- PROBLEM REQUIREMENTS
Reproduce word for word the lines of the listing below, starting with the line that contains "Where can the blue" and going on through the line that contains "point(1068, 500)", with both of those lines included.

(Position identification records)
-------

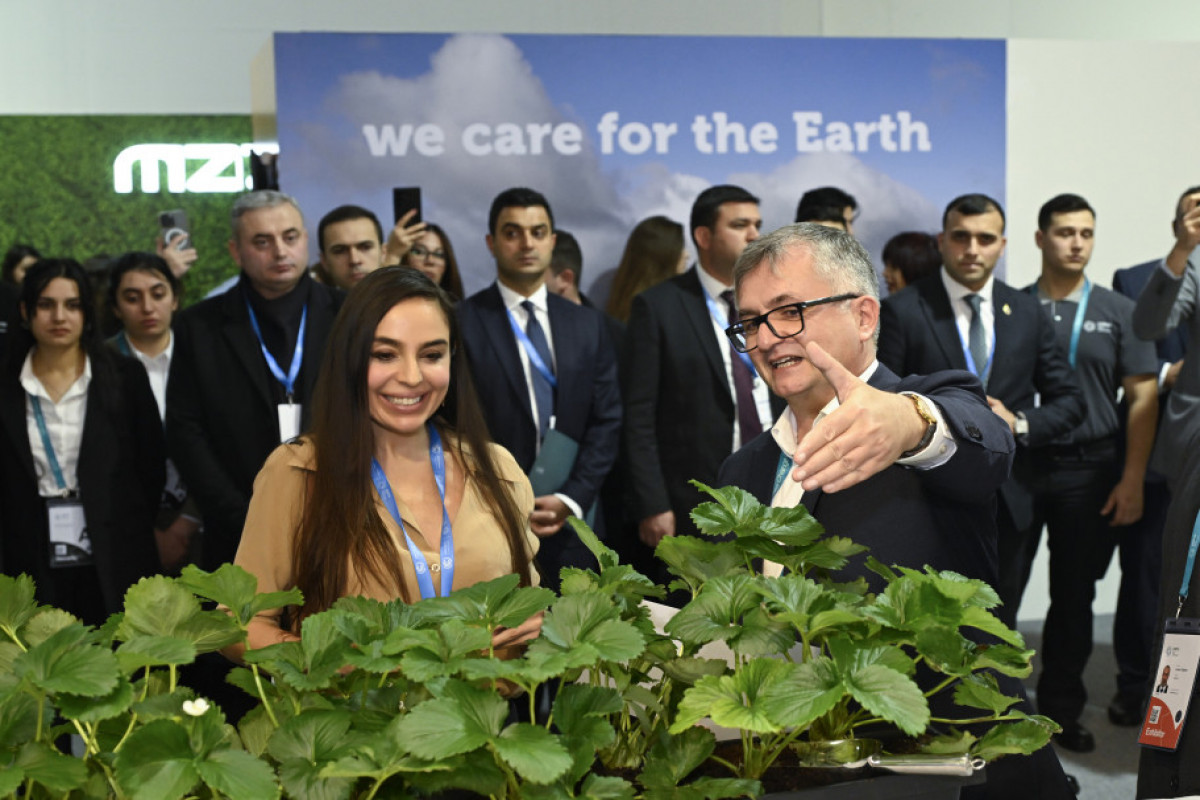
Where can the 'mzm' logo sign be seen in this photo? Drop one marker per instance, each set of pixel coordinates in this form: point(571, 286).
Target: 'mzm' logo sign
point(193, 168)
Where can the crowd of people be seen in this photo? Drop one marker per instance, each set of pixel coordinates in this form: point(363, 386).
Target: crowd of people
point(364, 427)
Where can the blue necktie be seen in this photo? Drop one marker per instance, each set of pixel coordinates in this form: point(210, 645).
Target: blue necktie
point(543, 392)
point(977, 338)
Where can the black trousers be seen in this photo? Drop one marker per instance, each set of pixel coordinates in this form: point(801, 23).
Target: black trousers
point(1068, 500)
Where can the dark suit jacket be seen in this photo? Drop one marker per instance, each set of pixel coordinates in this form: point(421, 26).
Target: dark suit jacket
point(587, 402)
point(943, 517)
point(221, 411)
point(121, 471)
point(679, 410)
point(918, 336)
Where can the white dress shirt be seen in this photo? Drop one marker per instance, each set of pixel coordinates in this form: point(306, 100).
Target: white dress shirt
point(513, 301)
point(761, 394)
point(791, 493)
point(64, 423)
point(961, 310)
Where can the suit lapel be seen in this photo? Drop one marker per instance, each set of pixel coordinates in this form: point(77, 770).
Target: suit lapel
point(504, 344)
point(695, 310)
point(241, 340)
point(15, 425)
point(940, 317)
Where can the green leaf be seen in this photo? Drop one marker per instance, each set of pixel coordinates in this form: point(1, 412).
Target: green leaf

-------

- SOLUTION
Where can the blue necktie be seen in this photo? Drop one marker per instance, each set of pixel coordinates in this form: point(210, 645).
Target: blue necktie
point(543, 392)
point(977, 338)
Where can the black trousers be seen in this photo? Drop one marker per instance, each set of pixel coordinates in this form: point(801, 23).
Target: black trousers
point(1068, 500)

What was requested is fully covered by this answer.